EXERCISE - Copy each entry exactly, leaving nothing out.

MATERIAL SUPPLIED -
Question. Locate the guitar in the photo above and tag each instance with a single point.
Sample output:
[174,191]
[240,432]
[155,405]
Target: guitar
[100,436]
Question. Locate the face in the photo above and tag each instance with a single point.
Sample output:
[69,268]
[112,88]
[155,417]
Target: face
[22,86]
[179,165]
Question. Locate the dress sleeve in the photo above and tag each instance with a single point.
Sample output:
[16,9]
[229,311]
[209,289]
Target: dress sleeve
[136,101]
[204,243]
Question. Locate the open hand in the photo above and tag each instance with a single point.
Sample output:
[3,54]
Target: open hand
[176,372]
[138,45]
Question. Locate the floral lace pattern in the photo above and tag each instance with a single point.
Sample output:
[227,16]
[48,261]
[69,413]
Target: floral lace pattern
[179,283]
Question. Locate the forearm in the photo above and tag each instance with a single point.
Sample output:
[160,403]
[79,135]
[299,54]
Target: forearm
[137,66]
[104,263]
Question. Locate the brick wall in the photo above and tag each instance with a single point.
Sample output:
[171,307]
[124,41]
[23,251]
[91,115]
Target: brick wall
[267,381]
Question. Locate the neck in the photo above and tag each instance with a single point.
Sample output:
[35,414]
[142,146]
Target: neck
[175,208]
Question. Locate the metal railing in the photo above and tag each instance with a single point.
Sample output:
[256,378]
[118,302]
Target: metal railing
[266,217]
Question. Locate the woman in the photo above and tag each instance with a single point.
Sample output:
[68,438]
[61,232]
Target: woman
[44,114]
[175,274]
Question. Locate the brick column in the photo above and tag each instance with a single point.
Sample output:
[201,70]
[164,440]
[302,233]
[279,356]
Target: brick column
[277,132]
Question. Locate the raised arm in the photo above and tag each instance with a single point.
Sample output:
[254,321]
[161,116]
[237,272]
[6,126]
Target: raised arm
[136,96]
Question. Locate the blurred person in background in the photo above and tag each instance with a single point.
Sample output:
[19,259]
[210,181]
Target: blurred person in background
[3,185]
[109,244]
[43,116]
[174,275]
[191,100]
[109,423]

FINISHED TASK -
Question. Locate the guitar in the photo above and tag each instance with a single point.
Sample output:
[174,191]
[240,432]
[155,405]
Target: guitar
[100,436]
Question. Locate the face in the photo above and tag each instance with a single point.
Sample output:
[69,268]
[112,88]
[155,417]
Target: face
[22,86]
[179,165]
Question. Locate the dress sleeve in the photo above and tag each instance with a single point.
Sample output:
[16,9]
[229,311]
[209,289]
Target: dress sleeve
[136,101]
[204,243]
Question. Locate the open hand in the photo above and tag each instance with a single point.
Sample output:
[3,54]
Target: open hand
[176,372]
[138,45]
Question. Locate the floral lace pattern in the photo above and tag each instance with a single point.
Sample output:
[227,16]
[48,261]
[69,413]
Target: floral lace pattern
[179,283]
Question. Locate the forearm in the photo above and tag each instance with a single point.
Sample output:
[160,403]
[79,135]
[299,54]
Target: forearm
[137,66]
[104,263]
Question. Locate the brick wall in the photo above and tag each instance with a single point.
Sample output:
[171,307]
[124,41]
[23,251]
[91,115]
Target: brick wall
[267,381]
Question. Locate the neck in the photo above and tag each instance with a single point.
Sample output:
[35,414]
[142,146]
Target: neck
[175,208]
Question. Locate the metal railing in the photo above and tag each instance with a single point.
Sample output:
[256,378]
[118,302]
Target: metal railing
[266,217]
Question. Locate the woman in the photo above and tag each instance with a single point.
Sample output:
[68,438]
[61,232]
Target: woman
[44,114]
[175,274]
Question. Locate the brick column in the photo above and tag each instance with a single point.
Sample output:
[201,70]
[164,440]
[302,233]
[279,356]
Target: brick column
[277,132]
Question. Locate the raised arm in the photo above and tag each instance with a single point.
Sample output:
[254,321]
[161,116]
[237,272]
[6,126]
Target: raised arm
[136,96]
Question. Locate the blurred person in background in the photo above and tag each instance with a single point.
Sample output:
[19,259]
[210,181]
Target: blurred person in background
[3,185]
[109,244]
[43,116]
[174,275]
[191,100]
[109,423]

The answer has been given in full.